Nothing but the lines from the one with "Target: pier deck" through the end of the records below should be written out, and each must match word for word.

BEGIN Input records

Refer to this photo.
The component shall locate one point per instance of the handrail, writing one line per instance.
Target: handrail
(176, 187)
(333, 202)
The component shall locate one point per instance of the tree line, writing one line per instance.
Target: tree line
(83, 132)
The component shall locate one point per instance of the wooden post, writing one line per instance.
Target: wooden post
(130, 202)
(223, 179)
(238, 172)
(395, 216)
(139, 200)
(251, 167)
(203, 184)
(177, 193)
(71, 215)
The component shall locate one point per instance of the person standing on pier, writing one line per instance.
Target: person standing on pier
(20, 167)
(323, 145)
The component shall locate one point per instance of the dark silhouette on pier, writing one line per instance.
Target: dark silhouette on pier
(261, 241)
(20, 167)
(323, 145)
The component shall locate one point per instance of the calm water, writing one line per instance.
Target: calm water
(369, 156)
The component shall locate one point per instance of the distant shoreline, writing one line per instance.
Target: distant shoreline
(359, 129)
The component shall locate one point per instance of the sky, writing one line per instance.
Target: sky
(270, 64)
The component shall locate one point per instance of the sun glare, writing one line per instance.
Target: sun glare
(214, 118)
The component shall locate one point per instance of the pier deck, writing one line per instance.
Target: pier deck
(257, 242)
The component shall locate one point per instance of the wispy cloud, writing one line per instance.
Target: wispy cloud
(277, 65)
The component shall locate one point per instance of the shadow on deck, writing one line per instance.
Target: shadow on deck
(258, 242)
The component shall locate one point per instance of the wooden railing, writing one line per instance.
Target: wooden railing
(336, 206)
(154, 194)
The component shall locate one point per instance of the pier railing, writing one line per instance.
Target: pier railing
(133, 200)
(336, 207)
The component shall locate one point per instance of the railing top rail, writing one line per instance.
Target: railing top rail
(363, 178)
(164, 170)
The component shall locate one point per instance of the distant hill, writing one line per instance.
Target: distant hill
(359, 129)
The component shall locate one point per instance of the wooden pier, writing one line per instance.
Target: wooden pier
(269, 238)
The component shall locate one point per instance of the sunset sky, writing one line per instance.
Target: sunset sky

END Input records

• Worked solution:
Target: pier deck
(257, 242)
The component shall locate one point per instance of the wispy cloud, writing one line per instance.
Target: wispy cloud
(277, 65)
The component shall locate one point per instance of the shadow on deck, writing one line per instance.
Target: shadow on deck
(258, 242)
The component shall locate one point per instance of the wooden railing, writing one line per instance.
Target: wooden railing
(336, 206)
(154, 194)
The component shall locate one point per instance of the pier railing, writing one line per instance.
Target: pier railing
(133, 200)
(336, 207)
The component shall locate one point per instance of the railing top rail, writing one line per instance.
Target: railing top rail
(363, 178)
(164, 170)
The component shall locate one point per instance of the distant hill, writing one line per instance.
Target: distant hill
(359, 129)
The component shall locate one point per instance of the wooden pier, writing one line per instance.
Target: wooden pier
(269, 238)
The component shall locate one point per instance of the sunset sky, writing one line per instance.
Target: sunset sky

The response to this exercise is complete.